- Supplied passage:
•••••
Lederer read the study that was conducted at Sonoma State Hospital, and says the children underwent painful experimentation "for which they received no direct benefit."

"It seems clear that these were intended to enlarge knowledge about cerebral palsy," adds Lederer.

It did not produce a breakthrough, although Lederer says studies using mentally retarded children were critical in creating vaccines for polio and hepatitis.

Lederer says using captive populations meant big money for medical researchers: "It would even be an advantage in applying for grant money, because you don't have to go to the problem of recruiting subjects."

In the case of Sonoma State, records show that when the study began, cerebral palsy admissions there jumped by 300 percent.

"One of the ways that medical directors of such institutions sort of connected themselves to the world of medical research was simply to provide their patients as commodities," says Lederer. "I mean, we can provide this many guinea pigs for you."
•••••
- Material shown:
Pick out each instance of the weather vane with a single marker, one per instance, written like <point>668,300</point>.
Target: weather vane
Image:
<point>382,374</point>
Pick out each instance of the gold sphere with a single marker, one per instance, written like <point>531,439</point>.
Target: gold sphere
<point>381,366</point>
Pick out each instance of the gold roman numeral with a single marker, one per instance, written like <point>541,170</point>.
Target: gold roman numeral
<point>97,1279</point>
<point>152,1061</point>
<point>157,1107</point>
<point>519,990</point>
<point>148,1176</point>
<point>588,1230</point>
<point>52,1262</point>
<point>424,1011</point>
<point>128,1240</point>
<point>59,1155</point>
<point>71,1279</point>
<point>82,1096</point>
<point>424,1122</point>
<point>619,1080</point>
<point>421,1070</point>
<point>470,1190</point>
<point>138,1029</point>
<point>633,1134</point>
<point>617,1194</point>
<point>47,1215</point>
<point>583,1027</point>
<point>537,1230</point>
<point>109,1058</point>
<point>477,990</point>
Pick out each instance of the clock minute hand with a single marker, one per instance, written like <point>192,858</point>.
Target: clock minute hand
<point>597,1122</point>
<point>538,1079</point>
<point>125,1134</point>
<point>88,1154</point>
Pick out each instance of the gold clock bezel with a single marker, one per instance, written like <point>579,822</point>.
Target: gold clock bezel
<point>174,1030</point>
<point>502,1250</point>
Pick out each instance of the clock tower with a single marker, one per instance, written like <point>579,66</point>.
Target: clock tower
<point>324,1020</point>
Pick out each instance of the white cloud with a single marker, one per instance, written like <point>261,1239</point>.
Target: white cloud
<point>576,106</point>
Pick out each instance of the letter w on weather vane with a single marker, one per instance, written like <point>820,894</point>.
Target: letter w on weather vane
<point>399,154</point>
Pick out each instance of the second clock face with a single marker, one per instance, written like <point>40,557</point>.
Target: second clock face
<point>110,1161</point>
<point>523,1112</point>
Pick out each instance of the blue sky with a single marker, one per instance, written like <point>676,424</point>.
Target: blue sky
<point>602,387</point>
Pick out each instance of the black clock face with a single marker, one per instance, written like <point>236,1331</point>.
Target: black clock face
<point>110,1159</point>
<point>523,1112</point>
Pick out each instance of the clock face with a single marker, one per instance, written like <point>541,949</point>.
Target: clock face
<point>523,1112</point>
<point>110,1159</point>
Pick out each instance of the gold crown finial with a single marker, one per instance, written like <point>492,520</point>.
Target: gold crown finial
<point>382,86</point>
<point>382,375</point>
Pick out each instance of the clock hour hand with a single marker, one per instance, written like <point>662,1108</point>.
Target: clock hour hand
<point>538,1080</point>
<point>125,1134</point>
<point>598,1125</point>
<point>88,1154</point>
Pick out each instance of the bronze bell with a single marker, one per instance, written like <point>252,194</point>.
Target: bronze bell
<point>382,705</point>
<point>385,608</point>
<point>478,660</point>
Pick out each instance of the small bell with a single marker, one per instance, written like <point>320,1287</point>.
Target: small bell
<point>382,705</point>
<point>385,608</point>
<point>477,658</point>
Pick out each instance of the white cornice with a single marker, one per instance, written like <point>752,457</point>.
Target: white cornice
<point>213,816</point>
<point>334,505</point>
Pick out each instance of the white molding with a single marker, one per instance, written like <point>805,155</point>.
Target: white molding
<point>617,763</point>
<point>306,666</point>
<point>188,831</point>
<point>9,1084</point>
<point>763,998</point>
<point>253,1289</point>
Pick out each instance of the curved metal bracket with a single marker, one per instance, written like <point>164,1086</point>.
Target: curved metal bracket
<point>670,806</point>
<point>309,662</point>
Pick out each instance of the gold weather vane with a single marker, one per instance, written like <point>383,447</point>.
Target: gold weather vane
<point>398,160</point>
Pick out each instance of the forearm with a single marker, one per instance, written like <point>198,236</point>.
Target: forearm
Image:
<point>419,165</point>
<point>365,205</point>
•••••
- Required actions:
**A.** In the passage about the Sonoma State Hospital study, by how much did cerebral palsy admissions rise when the study began?
**B.** Please carry on the passage about the Sonoma State Hospital study, starting right after its final sentence.

- Answers below:
**A.** They jumped by 300 percent.

**B.**
Sonoma State is now known as Sonoma Developmental Center. During her 12-year search, Karen repeatedly wrote to the current administrator, looking for information about Mark.

She was told that there were "no records on radiation studies at Sonoma," and that there was "no record that your brother was involved in radiation research."

"And I'd say, 'Just go to the human radiation Web site and put in Sonoma State Hospital in your search and documents come up," says Karen. "You've gotta have something there. No. They deny it. Deny it. If I called her right now, she'd deny it."

Administrator Theresa Murphy has worked at Sonoma State for 30 years. She said she didn't have any information about the medical experimentation that was taking place at the institution.

When asked if patients at state hospitals were used in medical research, Murphy says, "I've read that there has been things like using rattlesnake venom of epilepsy. But you know, there's just nothing in our archives about the research you are talking about."

"If these studies were being done, if there are patients from here being sent for radiation studies, is that a stain on the hospital record," asks Mabrey.

"I think in the history of people with developmental disabilities, and there have been some dark times. I truly believe that," says Murphy. "And it wouldn't surprise me that there were things we would find - consider questionable today."

It took two years and a court order for Karen to get Sonoma State to turn over Mark's medical records. Though not complete, records did show that Mark Dal Molin suffered unusually high fevers the last six months of his life before dying of a seizure.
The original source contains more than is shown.